• [Passage provided]
/---
If a Deighton or a Follett had created a lithesome teenage assassin, astute readers would roll their eyes and brace themselves for the inevitable Hollywood assault. But in this case, real life created a cadre of deadly high school girls. In the hands of a seasoned reporter and gifted writer (Simon garnered critical acclaim for his two previous books, a memoir and a biography), the unlikely reality becomes at once wholly believable, by turns darkly comic and horrifying.

Simon, now host of NPR's "Weekend Edition with Scott Simon," interviewed a teenage sniper named Irina, who coincidentally had a Serbian best friend. He insists that the Irina of the book, like other characters who bear the names of individuals he met in Sarajevo, is entirely fictional, given the name of a real individual in "tribute." Yet Irina's girlish charm and deadly vocation are both realized through small, telling details only a reporter on the scene could gather. Simon's sparse dialogue and evocative descriptions recall the war-reporter-turned-war-novelist Ernest Hemingway (and perhaps the war-novelist-turned-war-reporter Stephen Crane). As in their works, scenes of actual battle are fleeting and often confused—the majority of the story focuses with disconcerting precision on the problems of daily life amid armed conflict.
\---
• [Instruction A]
Name every writer the review mentions other than Simon.

• [Given data]
/---
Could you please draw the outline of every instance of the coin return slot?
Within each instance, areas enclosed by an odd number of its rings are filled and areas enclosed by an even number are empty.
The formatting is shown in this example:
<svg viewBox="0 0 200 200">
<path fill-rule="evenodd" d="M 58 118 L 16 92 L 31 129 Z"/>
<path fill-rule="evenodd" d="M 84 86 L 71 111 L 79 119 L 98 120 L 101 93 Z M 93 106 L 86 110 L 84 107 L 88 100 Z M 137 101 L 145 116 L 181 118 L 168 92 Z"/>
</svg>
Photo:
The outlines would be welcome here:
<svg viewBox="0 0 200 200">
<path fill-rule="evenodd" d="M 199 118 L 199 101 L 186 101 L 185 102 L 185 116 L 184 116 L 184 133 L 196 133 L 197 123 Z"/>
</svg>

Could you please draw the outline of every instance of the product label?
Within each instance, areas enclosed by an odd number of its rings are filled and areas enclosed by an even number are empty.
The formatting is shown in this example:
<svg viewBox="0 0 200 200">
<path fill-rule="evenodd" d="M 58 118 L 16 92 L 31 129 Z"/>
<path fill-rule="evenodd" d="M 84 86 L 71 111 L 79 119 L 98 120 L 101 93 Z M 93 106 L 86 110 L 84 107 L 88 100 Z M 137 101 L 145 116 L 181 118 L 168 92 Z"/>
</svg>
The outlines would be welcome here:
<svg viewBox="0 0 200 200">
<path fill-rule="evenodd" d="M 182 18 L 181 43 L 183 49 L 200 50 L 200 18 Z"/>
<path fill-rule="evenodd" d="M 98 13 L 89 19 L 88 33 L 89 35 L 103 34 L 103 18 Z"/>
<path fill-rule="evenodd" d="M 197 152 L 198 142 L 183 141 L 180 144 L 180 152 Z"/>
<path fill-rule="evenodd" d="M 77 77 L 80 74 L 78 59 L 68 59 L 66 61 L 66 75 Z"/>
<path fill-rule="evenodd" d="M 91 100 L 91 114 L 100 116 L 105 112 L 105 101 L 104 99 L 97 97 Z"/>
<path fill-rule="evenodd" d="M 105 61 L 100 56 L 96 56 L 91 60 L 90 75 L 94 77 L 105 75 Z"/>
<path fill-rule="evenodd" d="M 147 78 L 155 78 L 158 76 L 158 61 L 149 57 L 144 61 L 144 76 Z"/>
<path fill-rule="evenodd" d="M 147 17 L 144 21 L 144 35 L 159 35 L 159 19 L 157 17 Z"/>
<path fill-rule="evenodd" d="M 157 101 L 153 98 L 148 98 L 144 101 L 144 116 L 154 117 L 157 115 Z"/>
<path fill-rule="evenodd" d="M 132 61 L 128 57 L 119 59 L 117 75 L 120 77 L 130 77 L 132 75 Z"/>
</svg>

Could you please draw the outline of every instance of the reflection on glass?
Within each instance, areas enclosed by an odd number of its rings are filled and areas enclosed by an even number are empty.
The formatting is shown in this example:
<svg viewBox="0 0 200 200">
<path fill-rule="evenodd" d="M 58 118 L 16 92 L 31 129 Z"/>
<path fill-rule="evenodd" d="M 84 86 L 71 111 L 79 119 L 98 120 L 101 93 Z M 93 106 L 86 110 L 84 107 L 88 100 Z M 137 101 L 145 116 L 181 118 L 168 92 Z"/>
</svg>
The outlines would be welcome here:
\---
• [Instruction B]
In the listing, starting at the line containing "reflection on glass?" and ending at the listing's final line, change "instance" to "occurrence" wherever it appears, leaving everything else as it is. Give only those lines.

• [Written reply A]
Deighton, Follett, Ernest Hemingway, Stephen Crane

• [Written reply B]
Could you please draw the outline of every occurrence of the reflection on glass?
Within each occurrence, areas enclosed by an odd number of its rings are filled and areas enclosed by an even number are empty.
The formatting is shown in this example:
<svg viewBox="0 0 200 200">
<path fill-rule="evenodd" d="M 58 118 L 16 92 L 31 129 Z"/>
<path fill-rule="evenodd" d="M 84 86 L 71 111 L 79 119 L 98 120 L 101 93 Z M 93 106 L 86 110 L 84 107 L 88 100 Z M 137 101 L 145 116 L 181 118 L 168 92 Z"/>
</svg>
The outlines would be welcome here:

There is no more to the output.